Input for this task Start Marker

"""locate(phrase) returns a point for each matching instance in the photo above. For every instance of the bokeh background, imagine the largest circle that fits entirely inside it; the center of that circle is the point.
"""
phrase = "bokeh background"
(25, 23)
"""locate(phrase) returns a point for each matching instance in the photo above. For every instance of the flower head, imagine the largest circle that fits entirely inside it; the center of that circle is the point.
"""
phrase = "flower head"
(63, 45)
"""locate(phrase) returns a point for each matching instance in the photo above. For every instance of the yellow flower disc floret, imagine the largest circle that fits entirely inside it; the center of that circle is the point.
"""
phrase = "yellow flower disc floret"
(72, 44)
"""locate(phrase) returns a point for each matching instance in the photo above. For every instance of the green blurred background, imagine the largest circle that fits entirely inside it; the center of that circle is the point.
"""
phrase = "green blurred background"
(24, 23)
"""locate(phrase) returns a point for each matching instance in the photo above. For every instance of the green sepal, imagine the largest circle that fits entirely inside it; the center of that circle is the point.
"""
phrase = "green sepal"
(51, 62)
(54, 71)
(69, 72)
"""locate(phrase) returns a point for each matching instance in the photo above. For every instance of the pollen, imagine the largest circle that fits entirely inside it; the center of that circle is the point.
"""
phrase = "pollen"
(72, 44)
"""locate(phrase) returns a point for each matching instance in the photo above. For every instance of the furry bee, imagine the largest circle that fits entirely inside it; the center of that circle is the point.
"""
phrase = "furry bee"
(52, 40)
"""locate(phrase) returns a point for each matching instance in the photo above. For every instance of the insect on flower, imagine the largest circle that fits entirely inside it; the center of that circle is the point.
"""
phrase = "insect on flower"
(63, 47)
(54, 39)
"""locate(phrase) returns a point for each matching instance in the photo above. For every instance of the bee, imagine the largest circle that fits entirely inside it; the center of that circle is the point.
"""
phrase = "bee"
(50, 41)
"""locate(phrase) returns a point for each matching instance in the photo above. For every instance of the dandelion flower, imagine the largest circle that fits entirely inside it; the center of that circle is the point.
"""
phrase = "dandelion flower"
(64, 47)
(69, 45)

Input for this task End Marker

--- Task item ---
Each entry above needs to be duplicated exactly.

--- Reply to the exercise ---
"""locate(phrase) returns a point for each matching instance in the photo above. For every instance of the bokeh background, imagine the largest circle that fits entirely inside it; the center of that circle is the point.
"""
phrase = "bokeh background"
(25, 23)
"""locate(phrase) returns a point for each matching instance in the photo above. For every instance of the flower head, imagine the largest circle that fits entirely inside it; the center of that circle is the point.
"""
phrase = "flower head"
(63, 45)
"""locate(phrase) returns a point for each matching instance in the photo above. For every instance of the yellow flower disc floret, imagine the largest circle that fits entirely inside it; the center of that circle is the point.
"""
phrase = "yellow flower disc floret"
(72, 44)
"""locate(phrase) returns a point for each matching instance in the photo above. For every instance of the green blurred background, imagine the largest circle that fits entirely inside it; the center of that circle is the point.
"""
phrase = "green blurred background"
(24, 23)
"""locate(phrase) returns a point for each matching instance in the photo above. For every instance of the green sepal, imagine the largest circle that fits entirely inside it; the center of that circle is the point.
"""
phrase = "green sepal"
(51, 62)
(54, 71)
(69, 72)
"""locate(phrase) returns a point for each matching instance in the photo above. For every instance of the pollen, imagine the largest circle that fits entirely inside it; the center of that circle is the point.
"""
phrase = "pollen"
(72, 44)
"""locate(phrase) returns a point for each matching instance in the photo above. For every instance of the furry bee, imagine the largest circle that fits entirely inside it; the center of that circle is the point.
"""
phrase = "furry bee"
(52, 40)
"""locate(phrase) returns a point for each matching instance in the photo above. For every instance of the insect on flower, imagine the largest circle that fits entirely inside it; the center of that circle is the point.
"""
phrase = "insect on flower"
(63, 47)
(54, 39)
"""locate(phrase) returns a point for each matching instance in the photo above. For every instance of the bee, imagine the largest circle that fits entirely inside it; the center of that circle is the point.
"""
phrase = "bee"
(50, 41)
"""locate(phrase) returns a point for each matching instance in the photo above. For every instance of the dandelion flower, imagine the largest circle that fits entirely inside it; the center of that circle is the point.
"""
phrase = "dandelion flower"
(64, 47)
(69, 45)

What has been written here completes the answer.